(Excerpts of pointing data)
────────
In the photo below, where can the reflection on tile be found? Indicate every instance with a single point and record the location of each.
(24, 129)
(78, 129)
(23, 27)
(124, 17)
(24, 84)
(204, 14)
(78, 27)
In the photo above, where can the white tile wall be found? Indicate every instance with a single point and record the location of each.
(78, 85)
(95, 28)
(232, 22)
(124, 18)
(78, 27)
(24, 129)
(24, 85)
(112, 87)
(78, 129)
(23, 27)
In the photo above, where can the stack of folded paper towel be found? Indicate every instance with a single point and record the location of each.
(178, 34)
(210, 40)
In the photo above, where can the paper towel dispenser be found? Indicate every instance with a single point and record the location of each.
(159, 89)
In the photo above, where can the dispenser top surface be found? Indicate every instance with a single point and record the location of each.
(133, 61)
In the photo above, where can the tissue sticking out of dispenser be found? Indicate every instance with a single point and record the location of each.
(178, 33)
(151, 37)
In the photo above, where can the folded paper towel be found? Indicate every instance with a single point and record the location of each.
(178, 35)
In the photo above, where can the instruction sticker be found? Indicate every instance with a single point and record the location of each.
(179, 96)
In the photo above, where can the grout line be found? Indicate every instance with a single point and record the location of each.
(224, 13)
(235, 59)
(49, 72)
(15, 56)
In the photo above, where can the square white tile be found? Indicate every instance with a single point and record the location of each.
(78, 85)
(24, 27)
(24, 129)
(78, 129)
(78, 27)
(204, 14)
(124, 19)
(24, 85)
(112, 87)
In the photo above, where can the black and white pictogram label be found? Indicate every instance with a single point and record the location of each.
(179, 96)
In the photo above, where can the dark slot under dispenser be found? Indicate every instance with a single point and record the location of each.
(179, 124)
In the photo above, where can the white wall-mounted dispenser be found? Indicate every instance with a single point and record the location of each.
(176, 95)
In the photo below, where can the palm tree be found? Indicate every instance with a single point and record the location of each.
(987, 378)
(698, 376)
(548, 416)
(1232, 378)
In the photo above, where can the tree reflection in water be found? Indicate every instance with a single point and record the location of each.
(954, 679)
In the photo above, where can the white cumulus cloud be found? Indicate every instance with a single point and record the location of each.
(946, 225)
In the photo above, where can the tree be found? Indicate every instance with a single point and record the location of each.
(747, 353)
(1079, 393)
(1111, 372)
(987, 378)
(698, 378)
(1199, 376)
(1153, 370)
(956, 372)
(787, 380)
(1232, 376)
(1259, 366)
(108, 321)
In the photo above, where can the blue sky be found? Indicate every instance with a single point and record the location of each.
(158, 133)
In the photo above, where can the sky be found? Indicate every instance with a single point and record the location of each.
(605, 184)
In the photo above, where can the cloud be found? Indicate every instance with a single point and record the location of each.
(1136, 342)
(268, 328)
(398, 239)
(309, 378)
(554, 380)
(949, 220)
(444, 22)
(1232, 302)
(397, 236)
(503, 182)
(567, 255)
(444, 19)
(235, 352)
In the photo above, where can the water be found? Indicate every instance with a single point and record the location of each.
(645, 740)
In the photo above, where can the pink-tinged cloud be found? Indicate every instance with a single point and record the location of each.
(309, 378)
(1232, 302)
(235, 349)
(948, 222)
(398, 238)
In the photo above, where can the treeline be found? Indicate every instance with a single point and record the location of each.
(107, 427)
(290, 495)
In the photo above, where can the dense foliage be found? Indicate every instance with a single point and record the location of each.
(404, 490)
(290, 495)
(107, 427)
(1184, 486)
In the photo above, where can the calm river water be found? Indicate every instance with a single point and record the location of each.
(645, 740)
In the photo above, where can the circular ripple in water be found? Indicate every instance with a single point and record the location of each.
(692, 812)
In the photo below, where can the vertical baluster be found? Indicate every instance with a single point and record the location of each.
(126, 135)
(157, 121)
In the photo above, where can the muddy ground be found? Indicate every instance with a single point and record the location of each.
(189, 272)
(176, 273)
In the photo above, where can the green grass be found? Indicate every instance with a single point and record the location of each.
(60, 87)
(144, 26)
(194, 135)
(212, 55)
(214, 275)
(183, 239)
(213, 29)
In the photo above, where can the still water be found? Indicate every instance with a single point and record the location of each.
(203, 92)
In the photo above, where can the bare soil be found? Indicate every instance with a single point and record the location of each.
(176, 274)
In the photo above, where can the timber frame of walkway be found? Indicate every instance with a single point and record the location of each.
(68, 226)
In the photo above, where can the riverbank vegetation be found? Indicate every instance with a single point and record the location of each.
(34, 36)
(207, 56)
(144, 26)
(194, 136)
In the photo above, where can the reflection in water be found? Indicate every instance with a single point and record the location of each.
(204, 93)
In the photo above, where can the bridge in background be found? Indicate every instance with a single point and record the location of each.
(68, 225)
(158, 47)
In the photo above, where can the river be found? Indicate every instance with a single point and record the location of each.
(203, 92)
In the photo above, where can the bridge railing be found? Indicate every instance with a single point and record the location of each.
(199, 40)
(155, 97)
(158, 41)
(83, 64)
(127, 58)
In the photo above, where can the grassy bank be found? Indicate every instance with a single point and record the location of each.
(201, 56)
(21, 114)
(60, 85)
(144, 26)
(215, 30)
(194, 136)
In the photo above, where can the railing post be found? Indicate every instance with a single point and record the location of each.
────────
Set down every line of the records above with no changes.

--- Problem solution ---
In the photo below, where can the reflection on tile be found? Indicate every instance with a single point and record the location of each.
(24, 129)
(78, 129)
(23, 27)
(124, 17)
(24, 84)
(204, 14)
(78, 27)
In the photo above, where can the white tile wall be found? Indicate every instance with a single point and record the location of each.
(78, 85)
(95, 28)
(232, 22)
(124, 18)
(78, 27)
(24, 129)
(24, 85)
(112, 87)
(78, 129)
(23, 27)
In the photo above, where can the stack of folded paper towel be found? Indicate every instance with a single point and record the location of each.
(178, 34)
(210, 40)
In the photo above, where can the paper towel dispenser be found? Indicate every instance with a single point and record the location of each.
(159, 89)
In the photo above, where can the dispenser top surface be found? Indicate every instance with a single point and record the location of each.
(133, 61)
In the photo above, where can the tissue sticking out of dispenser be found? Indicate every instance with a single point and record the location of each.
(178, 33)
(151, 37)
In the photo above, where can the folded paper towel be found? Indicate every instance with a single point and record the location of each.
(178, 35)
In the photo above, where can the instruction sticker be found? Indicate every instance with a single point and record the location of each.
(179, 96)
In the photo above, where can the grout line be found? Indicate every instance with a single point and record the location of each.
(224, 13)
(235, 59)
(49, 72)
(15, 56)
In the photo above, where can the square white tile be found? Indicate every instance with a single point and record the location of each.
(78, 85)
(24, 27)
(24, 129)
(78, 129)
(78, 27)
(204, 14)
(124, 19)
(24, 85)
(112, 87)
In the photo above, where can the black and white pictogram label be found? Indicate every instance with a single point and record the location of each.
(179, 96)
In the photo above, where can the dark slot under dispenser be found? Indicate every instance with a single point and record the location of each.
(179, 124)
In the photo above, where can the white wall-mounted dispenser be found? Indicate every instance with a single point and record the location of each.
(176, 95)
In the photo below, where can the palm tree be found? Indicate every instance with a single point and record the location of each.
(987, 378)
(698, 376)
(548, 416)
(1232, 378)
In the photo above, where can the tree reflection in water be found? Indicate every instance with a single point and record the location of each.
(954, 679)
In the photo above, where can the white cumulus cloud be found? Indicate every instance with a single point and record the location of each.
(946, 225)
In the photo above, where can the tree be found? Indicate every instance with a single point and record the location of each.
(747, 353)
(1079, 393)
(1111, 372)
(987, 378)
(698, 378)
(1199, 376)
(1153, 370)
(956, 372)
(787, 380)
(1232, 376)
(1259, 366)
(108, 321)
In the photo above, where can the blue sky be found? Indicate every instance with a single point and record the location of each.
(158, 133)
In the photo above, where can the sky be found? Indicate every instance with a single point and record the location of each.
(605, 184)
In the photo above, where can the cloud be found? Indicate every instance with a single point and record the location of each.
(1136, 342)
(268, 328)
(398, 239)
(309, 378)
(554, 380)
(949, 220)
(444, 22)
(1232, 302)
(397, 236)
(503, 182)
(567, 255)
(444, 19)
(235, 352)
In the photo above, where can the water be found? Indicate every instance with a single point and record the location of each.
(645, 740)
In the photo above, where can the pink-tinged cloud be found? Indicate every instance with a single point and record the location of each.
(309, 378)
(1232, 302)
(235, 349)
(948, 222)
(398, 238)
In the photo above, where can the treeline be found? Indicate every instance with a single point and record the location of each.
(107, 427)
(290, 495)
In the photo above, where can the dense foliage be found? Indicate every instance with a single point and record the location of each.
(404, 490)
(290, 495)
(107, 427)
(1184, 486)
In the photo above, where can the calm river water be found? Indicate every instance with a single point and record the location of each.
(645, 740)
In the photo above, where can the circular ripple in water be found? Indicate every instance with a single point and record the location of each.
(692, 812)
In the photo below, where can the vertical baluster be found? Indicate every instance with a single point and record the location of each.
(126, 135)
(157, 121)
In the photo above, where can the muddy ground be found? Indicate every instance with a single point and record the location of each.
(189, 272)
(176, 273)
In the photo above, where can the green grass be found? Indicate every instance with a single point and record the location of each.
(60, 87)
(144, 26)
(194, 135)
(212, 55)
(214, 275)
(183, 239)
(213, 29)
In the photo above, where can the still water be found? Indicate every instance with a single point and record the location of each.
(203, 92)
In the photo above, where can the bare soil be found? Indicate every instance with a single point and record the location of each.
(176, 274)
In the photo above, where can the timber frame of walkway be found? Indicate every instance with a single point and record the location of each.
(68, 226)
In the photo above, where can the riverbank vegetation be found? Indicate every instance with a single point and record the location of each.
(34, 36)
(207, 56)
(144, 26)
(194, 136)
In the photo above, where can the reflection in water be found? Indicate every instance with a single point and record the location of each.
(204, 93)
In the photo above, where can the bridge in background be found? Indicate every instance with a single point and record the location of each.
(68, 225)
(158, 47)
In the photo above, where can the river be found? Indicate every instance with a single point and record the location of each.
(203, 92)
In the photo above, where can the bridge railing be found? Indicate every instance with a single point and record the location of each.
(199, 40)
(155, 97)
(158, 41)
(83, 64)
(127, 58)
In the photo above, where can the grassy bank be found? Indicate every instance with a single point and record the location of each.
(201, 56)
(21, 114)
(60, 85)
(144, 26)
(215, 30)
(194, 136)
In the photo above, where can the railing post be found? Indicate every instance with a single point and record the location of each.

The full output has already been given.